Description of the task => Please pick out every line in the listing below that contains the string "summit" and copy those lines. Case counts.
--- The records ---
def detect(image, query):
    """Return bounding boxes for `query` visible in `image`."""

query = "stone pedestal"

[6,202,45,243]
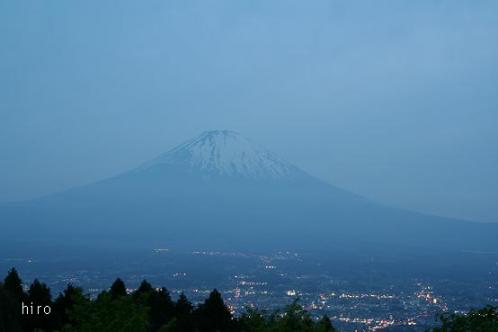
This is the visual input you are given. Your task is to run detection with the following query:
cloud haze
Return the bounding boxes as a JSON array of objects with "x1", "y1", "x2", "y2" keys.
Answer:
[{"x1": 0, "y1": 0, "x2": 498, "y2": 222}]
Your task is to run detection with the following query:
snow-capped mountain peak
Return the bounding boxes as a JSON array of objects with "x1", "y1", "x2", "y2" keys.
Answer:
[{"x1": 141, "y1": 130, "x2": 302, "y2": 179}]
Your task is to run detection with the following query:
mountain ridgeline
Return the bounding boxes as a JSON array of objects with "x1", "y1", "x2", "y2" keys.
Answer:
[{"x1": 0, "y1": 131, "x2": 498, "y2": 251}]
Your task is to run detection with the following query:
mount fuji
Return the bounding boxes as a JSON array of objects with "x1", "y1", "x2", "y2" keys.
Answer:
[{"x1": 0, "y1": 130, "x2": 498, "y2": 250}]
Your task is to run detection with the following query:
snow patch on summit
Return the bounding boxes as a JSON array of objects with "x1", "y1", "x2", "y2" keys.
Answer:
[{"x1": 141, "y1": 130, "x2": 303, "y2": 179}]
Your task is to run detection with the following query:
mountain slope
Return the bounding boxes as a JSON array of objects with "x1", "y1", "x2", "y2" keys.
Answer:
[{"x1": 0, "y1": 131, "x2": 498, "y2": 250}]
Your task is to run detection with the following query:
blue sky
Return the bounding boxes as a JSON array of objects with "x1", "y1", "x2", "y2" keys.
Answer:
[{"x1": 0, "y1": 0, "x2": 498, "y2": 222}]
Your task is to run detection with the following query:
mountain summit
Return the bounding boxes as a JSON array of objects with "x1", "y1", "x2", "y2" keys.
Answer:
[
  {"x1": 0, "y1": 130, "x2": 498, "y2": 252},
  {"x1": 139, "y1": 130, "x2": 304, "y2": 180}
]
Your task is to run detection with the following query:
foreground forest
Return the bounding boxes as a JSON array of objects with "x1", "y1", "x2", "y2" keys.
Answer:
[{"x1": 0, "y1": 269, "x2": 498, "y2": 332}]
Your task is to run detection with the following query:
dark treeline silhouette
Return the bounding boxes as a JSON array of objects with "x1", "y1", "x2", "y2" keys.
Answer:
[
  {"x1": 0, "y1": 269, "x2": 498, "y2": 332},
  {"x1": 0, "y1": 269, "x2": 335, "y2": 332}
]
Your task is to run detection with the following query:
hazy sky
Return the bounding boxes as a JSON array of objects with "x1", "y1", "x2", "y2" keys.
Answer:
---
Reply =>
snow patch on summit
mountain summit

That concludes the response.